▶ [Teks Sumber]:
━━━━━━━━

Usaha dari pihak tidak resmi seperti dari “Javaans Menschlievend Genootschaap” yaitu nama baru bagi “Java Benevolent Institution” dari zaman pemerintahan Thomas Stamford Raffles antara tahun 1818 dan 1824 mencoba untuk menghapuskan perbudakan tetapi tidak membawa hasil. Terjadi pertentangan pendapat yang menyatakan bahwa penghapusan budak merupakan pelanggaran besar terhadap hak para pemilik budak dan disisi lain berpendapat bahwa kezaliman lebih besar apabila merendahkan manusia menjadi barang milik.


Baru pada tahun 1854 dalam Regeringsreglement 1854 pasal 115 sampai 117 kemudian menjadi pasal-pasal 169 sampai 171 Indische Staatsregeling 1926, dengan tegas ditetapkan penghapusan perbudakan. Pasal 115 menetapkan paling lambat 1 Januari 1860 perbudakan di seluruh Indonesia dihapuskan dan selnjutnya memerintahkan supaya diadakan peraturan-peraturan persiapan dan pelaksanaan tentang penghapusan dan ganti rugi sebagai akibat penghapusan.


Zaman Rodi

Zaman rodi atau kerja paksa ini berlaku bersamaan dengan zaman perbudakan dan berakhir resminya di Jawa dan Madura pada tanggal 1 Februari 1938, kecuali di tanah partikelir yang baru dihapuskan pada tahun 1946 oleh Coamacab (Commando Officer Allied Military Administration, Civil Affairs Branch) dalam Noodverordening Particuliere Landrijen 1946 Java en Madura.

━━━━━━━━

▶ [Yang Diminta]:
[1] Ubah bagian teks tentang penghapusan perbudakan dari "Baru pada tahun" sampai "Java en Madura." dengan mengganti "Regeringsreglement" menjadi "Reglemen Pemerintahan".
[2] Terjemahkan kalimat dari teks tentang penghapusan perbudakan berikut ke dalam bahasa Inggris: "Zaman rodi atau kerja paksa ini berlaku bersamaan dengan zaman perbudakan dan berakhir resminya di Jawa dan Madura pada tanggal 1 Februari 1938, kecuali di tanah partikelir yang baru dihapuskan pada tahun 1946 oleh Coamacab (Commando Officer Allied Military Administration, Civil Affairs Branch) dalam Noodverordening Particuliere Landrijen 1946 Java en Madura."

[Data penempatan titik]
━━━━━━━━

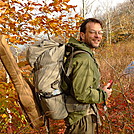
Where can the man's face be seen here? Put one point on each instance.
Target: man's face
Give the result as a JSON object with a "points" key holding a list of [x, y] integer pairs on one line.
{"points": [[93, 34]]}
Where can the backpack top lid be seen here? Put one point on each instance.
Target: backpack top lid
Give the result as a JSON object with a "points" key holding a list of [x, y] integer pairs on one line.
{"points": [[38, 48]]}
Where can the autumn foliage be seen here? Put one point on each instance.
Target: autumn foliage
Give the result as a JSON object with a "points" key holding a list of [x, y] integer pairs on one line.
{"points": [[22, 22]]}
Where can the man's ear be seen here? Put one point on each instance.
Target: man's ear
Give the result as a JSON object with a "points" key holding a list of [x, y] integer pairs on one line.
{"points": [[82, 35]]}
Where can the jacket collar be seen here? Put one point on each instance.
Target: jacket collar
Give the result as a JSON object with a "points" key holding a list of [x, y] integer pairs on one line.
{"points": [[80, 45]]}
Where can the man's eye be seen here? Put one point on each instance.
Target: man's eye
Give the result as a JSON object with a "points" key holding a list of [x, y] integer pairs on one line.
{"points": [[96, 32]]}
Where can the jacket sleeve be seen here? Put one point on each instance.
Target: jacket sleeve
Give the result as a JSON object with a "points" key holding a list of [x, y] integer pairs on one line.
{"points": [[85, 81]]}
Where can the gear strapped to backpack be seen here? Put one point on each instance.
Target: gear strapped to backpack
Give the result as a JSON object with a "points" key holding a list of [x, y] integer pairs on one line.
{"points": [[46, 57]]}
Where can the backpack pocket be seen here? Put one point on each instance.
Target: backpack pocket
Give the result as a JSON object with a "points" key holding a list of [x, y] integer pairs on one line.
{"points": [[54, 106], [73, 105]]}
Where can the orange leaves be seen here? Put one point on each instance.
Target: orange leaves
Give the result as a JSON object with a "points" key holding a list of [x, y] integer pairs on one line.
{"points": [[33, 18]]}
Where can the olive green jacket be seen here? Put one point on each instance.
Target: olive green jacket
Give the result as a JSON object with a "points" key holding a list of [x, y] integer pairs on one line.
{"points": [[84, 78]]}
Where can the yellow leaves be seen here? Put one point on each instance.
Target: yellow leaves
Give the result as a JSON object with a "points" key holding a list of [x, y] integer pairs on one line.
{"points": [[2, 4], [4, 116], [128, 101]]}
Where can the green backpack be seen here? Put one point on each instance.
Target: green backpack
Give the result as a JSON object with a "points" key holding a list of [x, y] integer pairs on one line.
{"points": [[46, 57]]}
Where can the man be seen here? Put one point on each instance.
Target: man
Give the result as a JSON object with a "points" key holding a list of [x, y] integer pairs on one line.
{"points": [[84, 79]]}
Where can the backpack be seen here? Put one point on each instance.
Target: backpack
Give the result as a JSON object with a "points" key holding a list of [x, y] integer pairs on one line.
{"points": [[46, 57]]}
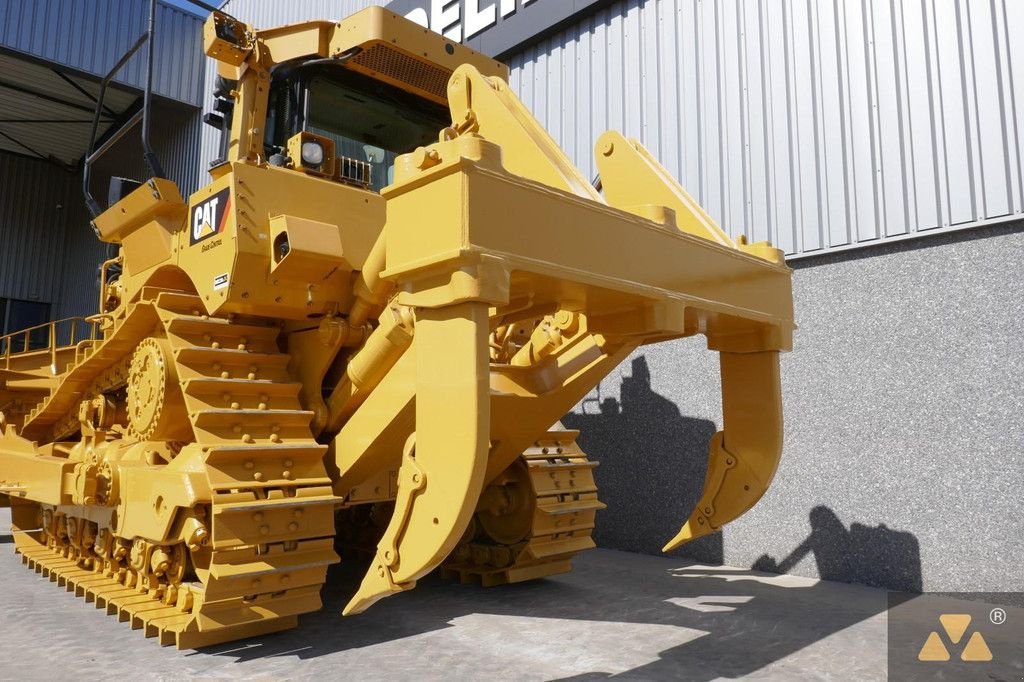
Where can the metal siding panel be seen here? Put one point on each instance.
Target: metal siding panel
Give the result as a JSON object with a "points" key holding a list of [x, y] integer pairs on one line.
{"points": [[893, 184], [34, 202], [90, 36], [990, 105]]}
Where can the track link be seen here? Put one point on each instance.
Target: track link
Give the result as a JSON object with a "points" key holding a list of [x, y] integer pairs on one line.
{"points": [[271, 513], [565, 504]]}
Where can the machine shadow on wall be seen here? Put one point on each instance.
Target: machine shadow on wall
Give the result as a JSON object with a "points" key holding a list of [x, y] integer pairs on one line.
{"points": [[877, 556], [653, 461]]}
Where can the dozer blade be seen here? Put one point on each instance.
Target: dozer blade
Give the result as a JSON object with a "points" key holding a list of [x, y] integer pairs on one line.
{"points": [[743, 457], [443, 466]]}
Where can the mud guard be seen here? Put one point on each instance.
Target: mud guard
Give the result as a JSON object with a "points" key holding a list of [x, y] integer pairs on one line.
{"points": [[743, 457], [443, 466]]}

━━━━━━━━

▶ [Jawaban Tiap Tugas]:
[1]
Baru pada tahun 1854 dalam Reglemen Pemerintahan 1854 pasal 115 sampai 117 kemudian menjadi pasal-pasal 169 sampai 171 Indische Staatsregeling 1926, dengan tegas ditetapkan penghapusan perbudakan. Pasal 115 menetapkan paling lambat 1 Januari 1860 perbudakan di seluruh Indonesia dihapuskan dan selnjutnya memerintahkan supaya diadakan peraturan-peraturan persiapan dan pelaksanaan tentang penghapusan dan ganti rugi sebagai akibat penghapusan.


Zaman Rodi

Zaman rodi atau kerja paksa ini berlaku bersamaan dengan zaman perbudakan dan berakhir resminya di Jawa dan Madura pada tanggal 1 Februari 1938, kecuali di tanah partikelir yang baru dihapuskan pada tahun 1946 oleh Coamacab (Commando Officer Allied Military Administration, Civil Affairs Branch) dalam Noodverordening Particuliere Landrijen 1946 Java en Madura.

[2] The era of rodi, or forced labor, ran concurrently with the era of slavery and officially ended in Java and Madura on February 1, 1938, except on private estates, where it was abolished only in 1946 by Coamacab (Commando Officer Allied Military Administration, Civil Affairs Branch) in the Noodverordening Particuliere Landrijen 1946 Java en Madura.